-- Begin --

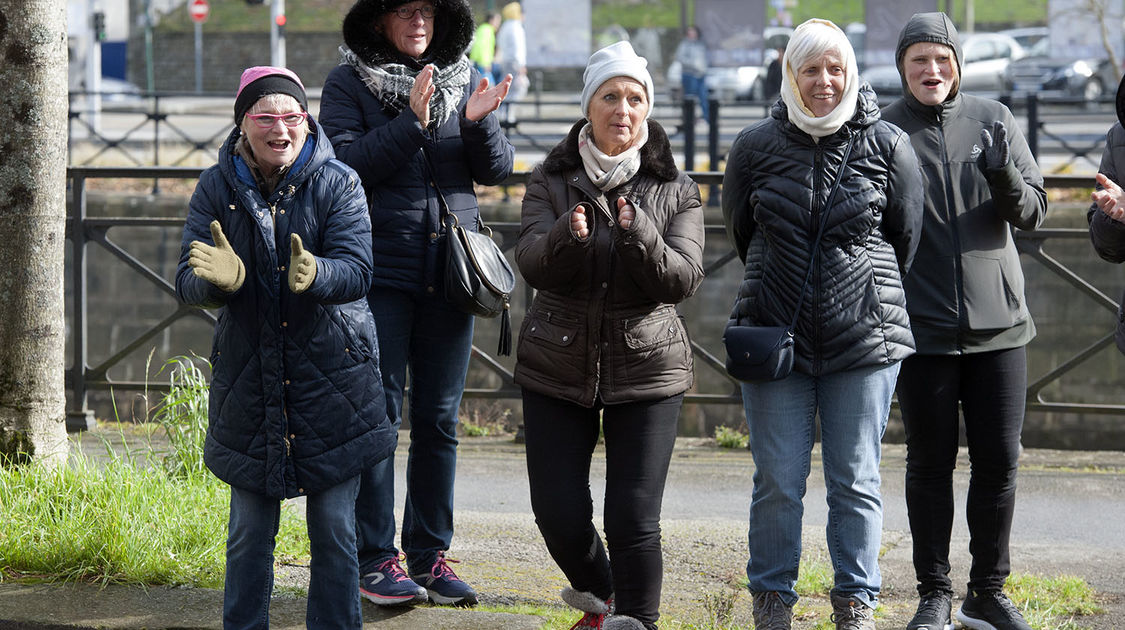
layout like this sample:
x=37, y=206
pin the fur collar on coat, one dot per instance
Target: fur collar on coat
x=452, y=33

-- End --

TASK BRIEF —
Please convert every line of the items above into a JSON list of strings, one string per line, leaving out blank lines and the pictures.

EXERCISE RESULT —
[
  "layout like this sample:",
  "x=37, y=206",
  "pin the fur collar on coat, one dot per instance",
  "Target: fur collar on coat",
  "x=452, y=33"
]